▶ _Goal_
Render every line of the listing below as a JSON list of strings, one string per line, skipping blank lines and leaving out the pictures.

▶ _Data for this task_
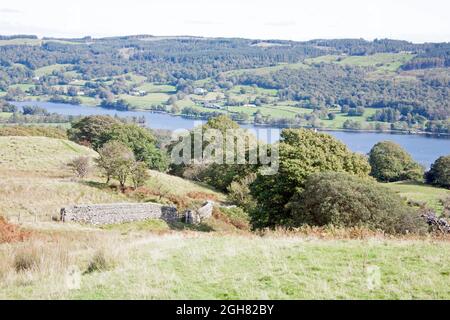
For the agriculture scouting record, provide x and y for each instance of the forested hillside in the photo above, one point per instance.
(338, 84)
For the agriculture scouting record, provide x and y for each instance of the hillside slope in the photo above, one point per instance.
(35, 181)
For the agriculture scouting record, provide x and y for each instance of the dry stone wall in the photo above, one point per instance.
(103, 214)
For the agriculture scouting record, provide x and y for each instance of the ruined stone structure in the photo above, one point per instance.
(102, 214)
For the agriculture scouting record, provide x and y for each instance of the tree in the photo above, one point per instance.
(239, 192)
(140, 141)
(344, 200)
(301, 153)
(81, 166)
(439, 174)
(390, 162)
(116, 160)
(89, 130)
(139, 174)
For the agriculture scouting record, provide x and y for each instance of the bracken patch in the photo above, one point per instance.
(11, 233)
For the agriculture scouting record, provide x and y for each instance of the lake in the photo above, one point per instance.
(424, 149)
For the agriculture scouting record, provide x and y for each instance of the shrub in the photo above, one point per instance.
(139, 174)
(81, 166)
(439, 173)
(140, 140)
(29, 131)
(89, 130)
(344, 200)
(99, 262)
(390, 162)
(239, 192)
(26, 260)
(116, 160)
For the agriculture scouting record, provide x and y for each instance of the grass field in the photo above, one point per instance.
(157, 88)
(33, 42)
(16, 42)
(23, 86)
(35, 168)
(154, 260)
(145, 101)
(420, 192)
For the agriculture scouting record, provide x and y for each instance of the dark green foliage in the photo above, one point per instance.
(390, 162)
(344, 200)
(439, 173)
(90, 130)
(302, 153)
(219, 176)
(138, 139)
(116, 161)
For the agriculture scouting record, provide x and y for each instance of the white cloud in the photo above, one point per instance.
(413, 20)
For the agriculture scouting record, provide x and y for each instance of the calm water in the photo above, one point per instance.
(424, 149)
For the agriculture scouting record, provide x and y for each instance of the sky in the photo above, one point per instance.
(413, 20)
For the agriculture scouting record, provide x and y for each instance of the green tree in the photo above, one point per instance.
(218, 175)
(390, 162)
(439, 174)
(301, 153)
(139, 174)
(344, 200)
(116, 160)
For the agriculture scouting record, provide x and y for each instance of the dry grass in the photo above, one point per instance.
(77, 263)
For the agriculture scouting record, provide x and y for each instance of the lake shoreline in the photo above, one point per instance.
(324, 129)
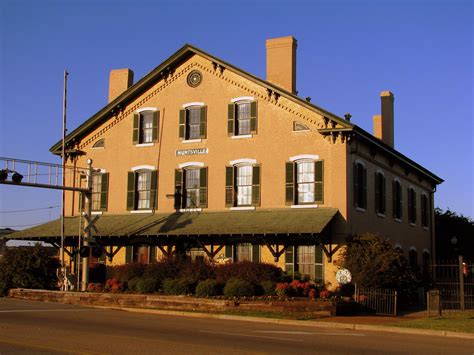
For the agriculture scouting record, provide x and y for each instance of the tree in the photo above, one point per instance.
(449, 224)
(373, 262)
(28, 267)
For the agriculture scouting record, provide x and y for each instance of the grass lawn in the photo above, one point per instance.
(454, 322)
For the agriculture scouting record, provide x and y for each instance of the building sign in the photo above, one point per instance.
(198, 151)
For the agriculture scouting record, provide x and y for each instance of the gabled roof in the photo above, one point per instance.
(186, 52)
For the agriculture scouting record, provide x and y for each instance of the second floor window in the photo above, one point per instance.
(304, 182)
(145, 127)
(141, 192)
(243, 185)
(191, 188)
(192, 123)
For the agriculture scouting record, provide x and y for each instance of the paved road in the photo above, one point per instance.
(47, 328)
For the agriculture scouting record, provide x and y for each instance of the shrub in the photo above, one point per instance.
(147, 285)
(236, 287)
(268, 287)
(208, 288)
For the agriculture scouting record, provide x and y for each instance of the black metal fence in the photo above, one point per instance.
(455, 281)
(378, 301)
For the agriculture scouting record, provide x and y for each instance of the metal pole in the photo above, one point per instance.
(63, 199)
(87, 234)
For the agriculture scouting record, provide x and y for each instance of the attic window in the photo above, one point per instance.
(99, 144)
(298, 126)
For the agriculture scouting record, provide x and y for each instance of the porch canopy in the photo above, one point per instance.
(208, 227)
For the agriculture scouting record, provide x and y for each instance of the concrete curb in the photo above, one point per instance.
(314, 324)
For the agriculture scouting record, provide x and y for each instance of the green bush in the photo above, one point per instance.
(236, 287)
(177, 286)
(147, 285)
(268, 287)
(208, 288)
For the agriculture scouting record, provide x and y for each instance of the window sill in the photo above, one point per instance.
(304, 206)
(243, 208)
(242, 136)
(190, 210)
(192, 141)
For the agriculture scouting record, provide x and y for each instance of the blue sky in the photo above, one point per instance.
(348, 51)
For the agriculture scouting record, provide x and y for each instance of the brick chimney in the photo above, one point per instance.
(384, 124)
(281, 62)
(119, 81)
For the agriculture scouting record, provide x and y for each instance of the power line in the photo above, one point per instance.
(32, 209)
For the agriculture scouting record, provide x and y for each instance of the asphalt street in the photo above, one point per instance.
(28, 327)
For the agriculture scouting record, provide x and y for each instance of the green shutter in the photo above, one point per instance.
(131, 191)
(178, 189)
(129, 254)
(203, 187)
(136, 121)
(153, 189)
(104, 191)
(256, 185)
(230, 119)
(289, 259)
(229, 186)
(290, 183)
(319, 181)
(253, 117)
(182, 123)
(156, 120)
(255, 253)
(203, 123)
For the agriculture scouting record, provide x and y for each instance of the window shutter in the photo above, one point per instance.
(289, 259)
(182, 123)
(136, 124)
(229, 186)
(129, 254)
(253, 117)
(203, 123)
(178, 189)
(355, 185)
(255, 253)
(104, 191)
(131, 191)
(203, 187)
(256, 185)
(156, 120)
(153, 188)
(319, 181)
(290, 184)
(377, 193)
(230, 119)
(229, 252)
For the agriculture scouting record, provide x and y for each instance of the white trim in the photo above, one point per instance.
(143, 167)
(243, 208)
(304, 206)
(241, 136)
(304, 156)
(141, 211)
(190, 210)
(147, 109)
(192, 141)
(243, 161)
(242, 98)
(189, 104)
(191, 163)
(140, 145)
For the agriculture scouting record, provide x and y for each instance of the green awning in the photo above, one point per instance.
(261, 222)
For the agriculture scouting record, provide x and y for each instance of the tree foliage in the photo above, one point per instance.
(373, 262)
(28, 267)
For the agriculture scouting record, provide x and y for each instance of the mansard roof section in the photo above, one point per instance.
(159, 72)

▶ _Output of the task_
[
  "For the agriculture scouting record, provide x and y for each instance of the forested hillside in the photo above, one point per instance.",
  "(338, 84)",
  "For the agriculture scouting record, provide x and y for each instance of the hillside slope in the photo above, one point per instance.",
  "(35, 181)",
  "For the agriculture scouting record, provide x and y for each instance of the dry stone wall in the photo above, one point per instance.",
  "(103, 214)",
  "For the agriculture scouting record, provide x and y for each instance of the ruined stone structure in the photo above, one point per instance.",
  "(102, 214)",
  "For the agriculture scouting record, provide x and y for each instance of the tree in the photo above, one point per instance.",
  "(239, 192)",
  "(140, 141)",
  "(344, 200)",
  "(301, 153)",
  "(81, 166)",
  "(439, 174)",
  "(390, 162)",
  "(116, 160)",
  "(89, 130)",
  "(139, 174)",
  "For the agriculture scouting record, provide x and y for each instance of the bracken patch in the photo above, one point per instance.",
  "(11, 233)",
  "For the agriculture scouting record, provide x and y for each instance of the lake in the photo above, one point per instance.",
  "(424, 149)",
  "For the agriculture scouting record, provide x and y for each instance of the shrub in the photo above, one point per instance.",
  "(139, 174)",
  "(81, 166)",
  "(439, 173)",
  "(140, 140)",
  "(29, 131)",
  "(89, 130)",
  "(344, 200)",
  "(99, 262)",
  "(390, 162)",
  "(239, 192)",
  "(26, 260)",
  "(116, 160)",
  "For the agriculture scouting record, provide x and y for each instance of the grass field in the photo above, one point per instance.",
  "(157, 88)",
  "(33, 42)",
  "(16, 42)",
  "(23, 86)",
  "(35, 168)",
  "(154, 260)",
  "(145, 101)",
  "(420, 192)",
  "For the agriculture scouting record, provide x and y for each instance of the dark green foliage in the photo above, one point per instance.",
  "(390, 162)",
  "(344, 200)",
  "(439, 173)",
  "(90, 130)",
  "(302, 153)",
  "(219, 176)",
  "(138, 139)",
  "(116, 161)",
  "For the agriculture scouting record, provide x and y for each instance of the white cloud in the photo above, one point per instance.",
  "(413, 20)",
  "For the agriculture scouting record, provide x and y for each instance of the calm water in the photo above, one point per instance.",
  "(424, 149)",
  "For the agriculture scouting record, provide x and y for each instance of the sky in the photo above, one point per instance.",
  "(413, 20)",
  "For the agriculture scouting record, provide x and y for each instance of the green tree in the photo above, one point per instance.",
  "(218, 175)",
  "(390, 162)",
  "(439, 174)",
  "(301, 153)",
  "(139, 174)",
  "(344, 200)",
  "(116, 160)",
  "For the agriculture scouting record, provide x and y for each instance of the dry grass in the photo above, one point per instance.",
  "(77, 263)",
  "For the agriculture scouting record, provide x and y for each instance of the lake shoreline in the photo above, one point per instance.",
  "(324, 129)",
  "For the agriculture scouting record, provide x and y for each instance of the tree in the photo above, one point per instance.",
  "(449, 224)",
  "(373, 262)",
  "(28, 267)",
  "For the agriculture scouting record, provide x and y for each instance of the grass lawn in the photo above, one point per instance.",
  "(454, 322)",
  "For the agriculture scouting record, provide x and y for each instance of the building sign in the photo above, one point per instance.",
  "(198, 151)",
  "For the agriculture scouting record, provide x and y for each instance of the gabled roof in the photo above, one point per instance.",
  "(186, 52)",
  "For the agriculture scouting record, provide x and y for each instance of the second floor window in the photo above, one point per instance.",
  "(304, 182)",
  "(145, 127)",
  "(141, 192)",
  "(243, 185)",
  "(191, 188)",
  "(192, 123)",
  "For the agriculture scouting record, provide x and y for each instance of the paved road in the photo above, one point per instance.",
  "(47, 328)",
  "For the agriculture scouting record, provide x and y for each instance of the shrub in the photo above, one point per instance.",
  "(147, 285)",
  "(236, 287)",
  "(268, 287)",
  "(208, 288)",
  "For the agriculture scouting record, provide x and y for each instance of the black metal fence in the photo above, one point per instance.",
  "(455, 281)",
  "(378, 301)",
  "For the agriculture scouting record, provide x and y for each instance of the metal pole in the photo above, one point per instance.",
  "(63, 199)",
  "(87, 234)",
  "For the agriculture scouting record, provide x and y for each instance of the attic window in the photo above, one point per instance.",
  "(99, 144)",
  "(298, 126)",
  "For the agriculture scouting record, provide x and y for each instance of the porch canopy in the photo above, one point per instance.",
  "(208, 227)",
  "For the agriculture scouting record, provide x and y for each instance of the concrete curb in the photo above, one point per instance.",
  "(314, 324)",
  "For the agriculture scouting record, provide x and y for each instance of the green bush in the photo above, one point per instance.",
  "(236, 287)",
  "(177, 286)",
  "(147, 285)",
  "(268, 287)",
  "(208, 288)",
  "For the agriculture scouting record, provide x and y for each instance of the window sill in the photo above, one point per instance.",
  "(304, 206)",
  "(243, 208)",
  "(242, 136)",
  "(190, 210)",
  "(192, 141)",
  "For the agriculture scouting record, provide x and y for each instance of the blue sky in the photo above, one point per instance.",
  "(348, 51)",
  "For the agriculture scouting record, provide x and y for each instance of the brick chimney in the photo above, one point per instance.",
  "(384, 124)",
  "(281, 62)",
  "(119, 81)",
  "For the agriculture scouting record, provide x and y for each instance of the power line in the photo above, one point per instance.",
  "(32, 209)",
  "For the agriculture scouting record, provide x and y for each instance of the asphalt street in the photo above, one point per instance.",
  "(28, 327)",
  "For the agriculture scouting record, provide x and y for each instance of the green shutter in the photo above, one point per instance.",
  "(131, 191)",
  "(178, 189)",
  "(129, 254)",
  "(203, 187)",
  "(136, 121)",
  "(153, 189)",
  "(104, 191)",
  "(256, 185)",
  "(230, 119)",
  "(289, 259)",
  "(229, 186)",
  "(290, 183)",
  "(319, 181)",
  "(253, 117)",
  "(182, 123)",
  "(156, 120)",
  "(255, 253)",
  "(203, 123)",
  "For the agriculture scouting record, provide x and y for each instance of the window shutter in the photo above, one point per instance.",
  "(289, 259)",
  "(182, 123)",
  "(136, 124)",
  "(229, 186)",
  "(129, 254)",
  "(253, 117)",
  "(203, 123)",
  "(178, 189)",
  "(355, 185)",
  "(255, 253)",
  "(104, 191)",
  "(131, 191)",
  "(203, 187)",
  "(256, 185)",
  "(156, 120)",
  "(153, 188)",
  "(319, 181)",
  "(290, 184)",
  "(377, 193)",
  "(230, 119)",
  "(229, 252)",
  "For the agriculture scouting record, provide x and y for each instance of the white trim in the photo above, one point per instance.",
  "(143, 167)",
  "(243, 208)",
  "(304, 206)",
  "(241, 136)",
  "(304, 156)",
  "(141, 211)",
  "(190, 210)",
  "(147, 109)",
  "(192, 141)",
  "(243, 161)",
  "(242, 98)",
  "(189, 104)",
  "(191, 163)",
  "(140, 145)",
  "For the agriculture scouting record, provide x and y for each instance of the green awning in the photo above, one point per instance.",
  "(261, 222)",
  "For the agriculture scouting record, provide x and y for each instance of the tree foliage in the photo above, one point per instance.",
  "(373, 262)",
  "(28, 267)",
  "For the agriculture scouting record, provide x and y for each instance of the mansard roof section in the photo above, one point per instance.",
  "(159, 72)"
]